> [Instructions for the task]: After locating the line with "Target: dirt track" in the records below, print it and every line after it exactly.

> [Raw data]:

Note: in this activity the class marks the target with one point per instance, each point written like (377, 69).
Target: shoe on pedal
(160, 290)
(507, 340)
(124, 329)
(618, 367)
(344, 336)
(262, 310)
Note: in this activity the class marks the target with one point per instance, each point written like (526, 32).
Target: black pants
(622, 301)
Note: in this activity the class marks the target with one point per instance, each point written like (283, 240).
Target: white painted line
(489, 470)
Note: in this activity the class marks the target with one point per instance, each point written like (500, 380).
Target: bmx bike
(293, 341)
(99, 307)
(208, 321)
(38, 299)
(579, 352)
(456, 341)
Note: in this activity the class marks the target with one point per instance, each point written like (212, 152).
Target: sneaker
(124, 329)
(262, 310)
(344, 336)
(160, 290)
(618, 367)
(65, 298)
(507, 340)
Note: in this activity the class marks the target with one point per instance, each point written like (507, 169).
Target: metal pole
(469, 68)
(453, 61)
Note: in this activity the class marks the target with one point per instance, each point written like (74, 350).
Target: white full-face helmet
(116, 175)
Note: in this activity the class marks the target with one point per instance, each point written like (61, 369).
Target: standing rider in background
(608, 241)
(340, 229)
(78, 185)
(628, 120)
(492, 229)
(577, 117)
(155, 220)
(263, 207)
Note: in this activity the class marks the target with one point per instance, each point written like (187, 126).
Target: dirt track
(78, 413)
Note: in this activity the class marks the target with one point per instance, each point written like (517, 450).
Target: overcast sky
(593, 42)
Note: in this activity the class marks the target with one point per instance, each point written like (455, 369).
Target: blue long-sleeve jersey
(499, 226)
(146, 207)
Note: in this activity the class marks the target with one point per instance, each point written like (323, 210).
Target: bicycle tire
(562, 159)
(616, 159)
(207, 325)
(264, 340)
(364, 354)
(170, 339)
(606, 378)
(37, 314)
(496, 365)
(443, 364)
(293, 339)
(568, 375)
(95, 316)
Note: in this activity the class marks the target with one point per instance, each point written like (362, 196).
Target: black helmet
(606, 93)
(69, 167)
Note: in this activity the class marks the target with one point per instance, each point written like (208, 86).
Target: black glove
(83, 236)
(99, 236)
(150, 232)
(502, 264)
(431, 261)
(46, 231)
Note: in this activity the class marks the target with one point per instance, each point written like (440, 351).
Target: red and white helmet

> [Answer to the problem]:
Target: dirt track
(78, 413)
Note: in this activity the class marks the target with one point per instance, each point written like (517, 450).
Target: overcast sky
(593, 42)
Note: in this activity the class marks the target with one point per instance, each point written like (455, 369).
Target: blue long-sleeve jersey
(499, 226)
(146, 207)
Note: in this activity the class marks the target with one point per instance, each point written like (323, 210).
Target: bicycle tire
(562, 159)
(616, 159)
(207, 325)
(264, 340)
(364, 354)
(170, 339)
(606, 378)
(37, 314)
(496, 365)
(443, 364)
(293, 339)
(568, 375)
(95, 316)
Note: in this activity the class marks the target with one point per instance, each point written like (362, 196).
Target: black helmet
(606, 93)
(69, 167)
Note: in this activity the class marks the target with one point per instance, each point written like (208, 86).
Target: black glove
(83, 236)
(99, 236)
(150, 232)
(502, 264)
(431, 261)
(46, 231)
Note: in this activity the class marks the target with one point per instance, each point written like (440, 351).
Target: red and white helmet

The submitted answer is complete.